» Texto fornecido
* * * * *
Todo cronista, em algum momento, escreve uma crônica sobre a falta de assunto. Algumas delas se tornaram clássicas na literatura brasileira. Caso algum deles aportasse aqui na Feira de Santana nos últimos dias, não poderia reclamar da escassez de matéria-prima. Ao contrário: as novidades se avolumam num turbilhão que é difícil de acompanhar. Talvez se estafassem na tarefa, tentando exaurir todos os assuntos. Tudo em função da epidemia de coronavírus.
Amanhã (20), por exemplo, o Terminal Rodoviário estará interditado. Fato raro. É mais provável que seja, até mesmo, inédito. Na cidade comercial da Feira de Santana – consagrada pelo incessante ir-e-vir de gente na faina de comprar e de vender – durante 10 dias ninguém chega nem sai utilizando transporte coletivo. Nem mesmo aquelas vans – o famoso transporte alternativo – será permitido.
Cresci encantado com uma particularidade da Feira de Santana: aqui as chegadas e as partidas não são só comuns: são quase a regra, flertam com um impulso irreprimível. Viajar, na Princesa do Sertão, sempre foi imperativo. Aqui pulsa a energia do comércio, do mercadejar, do farejar oportunidades. Isso implica, necessariamente, viajar, palmilhar o Recôncavo e o Sertão, aventurar-se pelos quinhões remotos.
O frenesi de quem se aventura aí pelo mundo, negociando nas feiras-livres, entregando mercadoria, representando grandes empresas – antigamente o sujeito era chamado de caixeiro-viajante – em certa medida moldou a psicologia coletiva da Feira de Santana. Muitos podem até cultivar uma existência sedentária, mas acatam essa perspectiva aventureira, errante, andarilha.
* * * * *
» Tarefas propostas
1) No texto sobre Feira de Santana, durante quantos dias ninguém chegará nem sairá da cidade por transporte coletivo?
2) Prolongue o texto sobre Feira de Santana a partir do ponto em que ele termina.
* * * * *
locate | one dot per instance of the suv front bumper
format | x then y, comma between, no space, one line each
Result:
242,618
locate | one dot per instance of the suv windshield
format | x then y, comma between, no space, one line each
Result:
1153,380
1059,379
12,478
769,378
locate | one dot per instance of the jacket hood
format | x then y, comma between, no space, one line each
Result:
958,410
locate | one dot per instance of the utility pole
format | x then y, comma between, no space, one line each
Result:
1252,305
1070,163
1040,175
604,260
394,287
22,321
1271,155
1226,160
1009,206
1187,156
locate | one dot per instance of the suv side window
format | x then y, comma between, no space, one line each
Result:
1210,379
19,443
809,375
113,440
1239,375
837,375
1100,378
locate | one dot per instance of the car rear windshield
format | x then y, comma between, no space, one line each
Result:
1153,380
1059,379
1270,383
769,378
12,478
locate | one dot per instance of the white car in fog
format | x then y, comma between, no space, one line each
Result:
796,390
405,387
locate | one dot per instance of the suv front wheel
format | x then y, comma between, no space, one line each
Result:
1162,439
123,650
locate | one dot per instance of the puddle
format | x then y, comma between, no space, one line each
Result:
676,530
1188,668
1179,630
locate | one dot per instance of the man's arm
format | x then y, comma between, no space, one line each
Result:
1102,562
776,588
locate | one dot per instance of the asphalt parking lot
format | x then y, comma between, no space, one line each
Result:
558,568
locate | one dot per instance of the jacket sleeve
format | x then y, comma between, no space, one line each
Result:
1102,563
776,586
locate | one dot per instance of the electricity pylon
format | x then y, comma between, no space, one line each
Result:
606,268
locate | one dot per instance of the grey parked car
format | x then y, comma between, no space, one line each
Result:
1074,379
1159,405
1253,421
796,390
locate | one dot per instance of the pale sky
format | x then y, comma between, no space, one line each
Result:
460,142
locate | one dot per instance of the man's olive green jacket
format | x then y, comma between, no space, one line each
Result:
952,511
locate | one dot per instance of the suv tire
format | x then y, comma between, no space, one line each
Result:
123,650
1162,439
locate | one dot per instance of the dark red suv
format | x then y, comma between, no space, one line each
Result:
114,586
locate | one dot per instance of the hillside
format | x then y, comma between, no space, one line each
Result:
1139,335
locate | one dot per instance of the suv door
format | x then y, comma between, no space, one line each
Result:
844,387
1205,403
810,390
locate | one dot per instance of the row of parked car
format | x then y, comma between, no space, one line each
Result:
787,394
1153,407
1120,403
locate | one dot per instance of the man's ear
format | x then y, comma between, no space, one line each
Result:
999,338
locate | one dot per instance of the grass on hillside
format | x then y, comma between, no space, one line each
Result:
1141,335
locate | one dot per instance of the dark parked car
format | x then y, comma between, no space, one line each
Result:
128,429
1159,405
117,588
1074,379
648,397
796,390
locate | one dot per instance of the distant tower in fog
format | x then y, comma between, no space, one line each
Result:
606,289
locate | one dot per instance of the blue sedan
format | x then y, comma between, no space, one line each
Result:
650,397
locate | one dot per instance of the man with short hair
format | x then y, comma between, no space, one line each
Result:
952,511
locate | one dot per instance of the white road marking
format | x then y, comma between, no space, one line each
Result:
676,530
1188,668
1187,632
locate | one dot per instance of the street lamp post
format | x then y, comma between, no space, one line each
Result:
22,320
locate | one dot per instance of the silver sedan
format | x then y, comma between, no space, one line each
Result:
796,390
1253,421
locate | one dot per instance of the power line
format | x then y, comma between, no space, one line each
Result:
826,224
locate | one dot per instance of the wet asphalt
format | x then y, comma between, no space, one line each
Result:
* * * * *
» Respostas dos exercícios
1) Durante 10 dias.

2)
Aqui a amplitude começa na própria zona rural: uma dezena de distritos se desdobra em dezenas de povoações e, quiçá, em mais de uma centena de localidades miúdas. Às segundas-feiras os letreiros de ônibus antigos exibem os destinos, batizados com homenagens pomposas (João Durval, Maria Quitéria) ou prenhes de inspiração popular (Matinha, Jaguara). Quem circula pelo Centro de Abastecimento se encanta com tantos destinos.
Pelo centro das cidades espalham-se dezenas de pontos improvisados. Neles, embarca-se para o Recôncavo próximo ou para os destinos mais distantes que se diluem na poeira dos Sertões. É intensa a interação da Feira de Santana com essa gente que vem comprar mais barato, que busca atendimento médico ou um serviço numa repartição pública qualquer.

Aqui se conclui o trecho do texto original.